§ Source

****

Thus, all references are controlled by a fixed eight digit reference number, for example Arts, Culture and Entertainment (ACE) 01000000, Crime, Law and Justice (CLJ) 02000000, Disasters and Accidents (DIS) 03000000, etc.

IV. RELATED WORK

Many frameworks have been developed for news recommendation over the past few years. Some of them have used content based filtering; some are based on collaborative filtering or a combination of two recommendation techniques resulting in a hybrid approach to generate news recommendations for users. Researchers have also focused on creating and manipulating user profiles to capture users’ reading interests so as to track their dynamically changing reading interests. Users’ interests are generally classified as short term and long term interests. Short term interest usually is related to hot news events, breaking news, latest headlines etc., which changes quite frequently. However, long term interest often reflects actual user interests.
A combination of textual content analysis with machine learning techniques can be used to find similarity between information content and users’ interest areas. News Dude [25], WebMate [21], and SIFT [26] are examples of systems implementing this methodology.
News Dude is a system that compiles a personalized news program. Besides representing user’s short-term and longterm interests, it takes into account the news previously heard by the user to avoid presenting the same information twice. It reads news to users, supporting a series of feedback options such as “interesting”, “not interesting”, “I already know this”, etc.

****

§ Input records

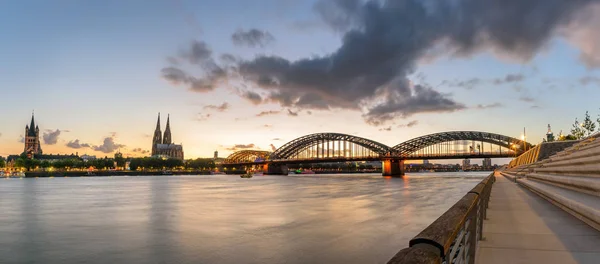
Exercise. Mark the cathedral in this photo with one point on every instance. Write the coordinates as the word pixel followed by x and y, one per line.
pixel 32 139
pixel 162 145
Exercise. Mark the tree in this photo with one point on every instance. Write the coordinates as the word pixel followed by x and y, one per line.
pixel 577 130
pixel 589 127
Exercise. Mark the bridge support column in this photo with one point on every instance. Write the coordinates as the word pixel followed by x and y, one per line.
pixel 392 167
pixel 275 169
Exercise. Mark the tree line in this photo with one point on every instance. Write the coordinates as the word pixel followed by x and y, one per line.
pixel 581 130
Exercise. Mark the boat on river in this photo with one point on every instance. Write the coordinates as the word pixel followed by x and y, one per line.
pixel 246 175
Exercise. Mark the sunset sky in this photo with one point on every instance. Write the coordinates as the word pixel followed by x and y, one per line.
pixel 263 72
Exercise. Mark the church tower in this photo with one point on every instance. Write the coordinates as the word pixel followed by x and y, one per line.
pixel 32 139
pixel 167 136
pixel 157 137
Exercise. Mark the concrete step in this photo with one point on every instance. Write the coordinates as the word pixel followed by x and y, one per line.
pixel 589 185
pixel 583 206
pixel 592 170
pixel 583 157
pixel 586 144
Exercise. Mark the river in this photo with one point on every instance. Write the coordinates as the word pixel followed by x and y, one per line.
pixel 221 219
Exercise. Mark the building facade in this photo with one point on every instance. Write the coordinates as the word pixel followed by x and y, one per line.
pixel 32 139
pixel 162 144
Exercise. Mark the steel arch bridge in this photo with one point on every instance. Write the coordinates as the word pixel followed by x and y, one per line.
pixel 438 144
pixel 337 147
pixel 322 145
pixel 247 156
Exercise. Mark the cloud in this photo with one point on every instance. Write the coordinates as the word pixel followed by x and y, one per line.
pixel 510 78
pixel 108 146
pixel 291 113
pixel 584 33
pixel 382 42
pixel 50 137
pixel 589 80
pixel 199 54
pixel 241 147
pixel 270 112
pixel 253 97
pixel 488 106
pixel 409 124
pixel 405 102
pixel 140 150
pixel 252 38
pixel 75 144
pixel 527 99
pixel 219 108
pixel 202 117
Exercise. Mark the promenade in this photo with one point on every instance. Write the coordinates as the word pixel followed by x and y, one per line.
pixel 522 227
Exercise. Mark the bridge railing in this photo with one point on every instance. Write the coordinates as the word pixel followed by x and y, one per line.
pixel 453 237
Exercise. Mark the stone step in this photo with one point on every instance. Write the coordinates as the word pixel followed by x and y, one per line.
pixel 585 169
pixel 583 206
pixel 583 157
pixel 589 185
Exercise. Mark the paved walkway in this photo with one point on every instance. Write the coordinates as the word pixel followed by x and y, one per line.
pixel 525 228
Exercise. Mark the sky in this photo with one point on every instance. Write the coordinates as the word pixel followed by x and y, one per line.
pixel 255 74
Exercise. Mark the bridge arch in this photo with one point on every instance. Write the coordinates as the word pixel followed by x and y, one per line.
pixel 411 146
pixel 303 143
pixel 247 156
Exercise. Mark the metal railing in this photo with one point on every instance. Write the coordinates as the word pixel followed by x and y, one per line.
pixel 453 237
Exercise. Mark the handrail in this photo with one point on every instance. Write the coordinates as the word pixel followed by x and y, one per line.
pixel 453 237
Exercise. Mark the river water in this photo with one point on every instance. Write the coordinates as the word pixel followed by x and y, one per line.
pixel 221 219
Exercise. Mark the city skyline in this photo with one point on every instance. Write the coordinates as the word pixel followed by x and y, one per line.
pixel 98 83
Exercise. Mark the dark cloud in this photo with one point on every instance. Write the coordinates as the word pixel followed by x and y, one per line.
pixel 466 84
pixel 202 117
pixel 270 112
pixel 402 103
pixel 252 38
pixel 510 78
pixel 140 150
pixel 488 106
pixel 50 137
pixel 108 146
pixel 77 145
pixel 241 147
pixel 589 80
pixel 199 54
pixel 409 124
pixel 253 97
pixel 219 108
pixel 384 40
pixel 527 99
pixel 291 113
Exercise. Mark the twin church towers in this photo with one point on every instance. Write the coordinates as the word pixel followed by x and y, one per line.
pixel 162 145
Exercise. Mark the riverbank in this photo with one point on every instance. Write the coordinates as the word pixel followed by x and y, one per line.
pixel 45 174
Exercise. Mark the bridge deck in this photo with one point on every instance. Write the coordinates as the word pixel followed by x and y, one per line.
pixel 524 228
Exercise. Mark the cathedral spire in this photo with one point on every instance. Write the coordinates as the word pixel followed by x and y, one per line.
pixel 32 126
pixel 167 136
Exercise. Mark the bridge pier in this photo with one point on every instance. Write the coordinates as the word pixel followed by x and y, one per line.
pixel 392 167
pixel 275 169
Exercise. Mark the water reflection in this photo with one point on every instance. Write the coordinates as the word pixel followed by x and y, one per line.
pixel 220 219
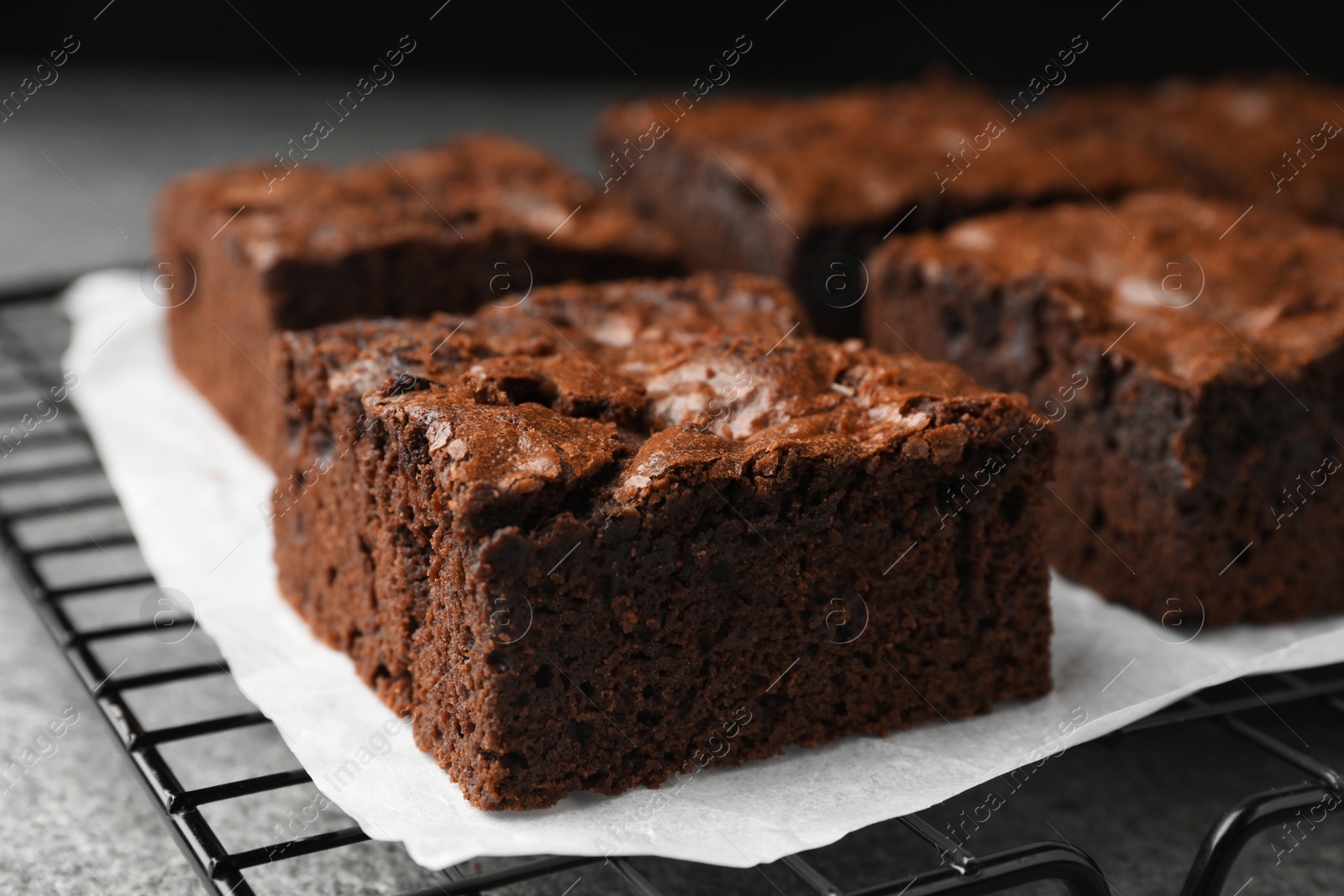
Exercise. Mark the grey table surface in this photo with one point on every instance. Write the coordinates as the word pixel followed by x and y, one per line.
pixel 78 170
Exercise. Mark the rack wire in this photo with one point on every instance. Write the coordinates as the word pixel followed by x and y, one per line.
pixel 62 457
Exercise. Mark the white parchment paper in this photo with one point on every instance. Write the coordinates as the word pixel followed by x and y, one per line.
pixel 192 492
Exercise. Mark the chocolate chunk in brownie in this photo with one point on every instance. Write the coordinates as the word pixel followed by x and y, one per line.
pixel 1193 359
pixel 801 188
pixel 479 219
pixel 589 544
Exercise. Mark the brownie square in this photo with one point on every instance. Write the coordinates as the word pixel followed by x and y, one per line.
pixel 1193 360
pixel 598 543
pixel 444 228
pixel 801 188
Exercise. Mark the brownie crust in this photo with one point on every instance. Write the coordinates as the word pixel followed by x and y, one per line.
pixel 663 510
pixel 1194 369
pixel 479 219
pixel 790 186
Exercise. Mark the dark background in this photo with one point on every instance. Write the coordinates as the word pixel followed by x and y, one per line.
pixel 803 40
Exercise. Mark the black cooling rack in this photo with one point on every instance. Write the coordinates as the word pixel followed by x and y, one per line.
pixel 60 458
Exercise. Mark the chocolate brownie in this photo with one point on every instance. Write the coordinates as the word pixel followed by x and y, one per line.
pixel 443 228
pixel 1193 359
pixel 1273 141
pixel 803 187
pixel 598 542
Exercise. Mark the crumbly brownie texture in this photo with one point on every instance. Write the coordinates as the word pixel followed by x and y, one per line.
pixel 1273 141
pixel 625 540
pixel 1184 427
pixel 414 234
pixel 365 587
pixel 777 186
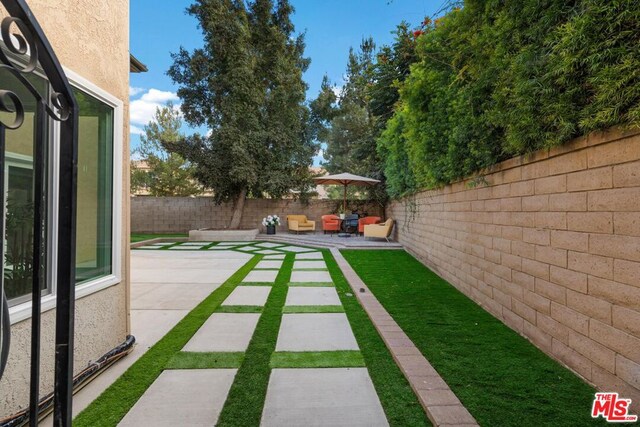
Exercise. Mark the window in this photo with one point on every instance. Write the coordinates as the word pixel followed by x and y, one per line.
pixel 95 189
pixel 96 204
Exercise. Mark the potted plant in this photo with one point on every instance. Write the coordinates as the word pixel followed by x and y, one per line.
pixel 270 223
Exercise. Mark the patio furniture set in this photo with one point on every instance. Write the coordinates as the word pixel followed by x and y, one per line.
pixel 368 226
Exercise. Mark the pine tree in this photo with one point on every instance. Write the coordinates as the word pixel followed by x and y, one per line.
pixel 167 174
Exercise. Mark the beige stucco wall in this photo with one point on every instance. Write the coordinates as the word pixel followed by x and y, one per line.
pixel 550 245
pixel 91 38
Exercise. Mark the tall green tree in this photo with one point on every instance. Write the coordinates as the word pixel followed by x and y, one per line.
pixel 165 174
pixel 347 124
pixel 245 85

****

§ Exercise tasks
1) Rewrite the part of the news recommendation text starting at "A combination of textual" and ending at "implementing this methodology.", replacing "machine learning" with "statistical learning".
2) Output the lines of the entries as a JSON list of strings, one string per line, starting at the beginning of the entries and ending at the line that contains "pixel 581 130". Leave out blank lines and pictures.
The news recommendation text and the entries have nothing to do with each other.

§ List of solutions
1)
A combination of textual content analysis with statistical learning techniques can be used to find similarity between information content and users’ interest areas. News Dude [25], WebMate [21], and SIFT [26] are examples of systems implementing this methodology.

2)
[
  "Exercise. Mark the cathedral in this photo with one point on every instance. Write the coordinates as the word pixel followed by x and y, one per line.",
  "pixel 32 139",
  "pixel 162 145",
  "Exercise. Mark the tree in this photo with one point on every instance. Write the coordinates as the word pixel followed by x and y, one per line.",
  "pixel 577 130",
  "pixel 589 127",
  "Exercise. Mark the bridge support column in this photo with one point on every instance. Write the coordinates as the word pixel followed by x and y, one per line.",
  "pixel 392 167",
  "pixel 275 169",
  "Exercise. Mark the tree line in this photo with one point on every instance. Write the coordinates as the word pixel followed by x and y, one per line.",
  "pixel 581 130"
]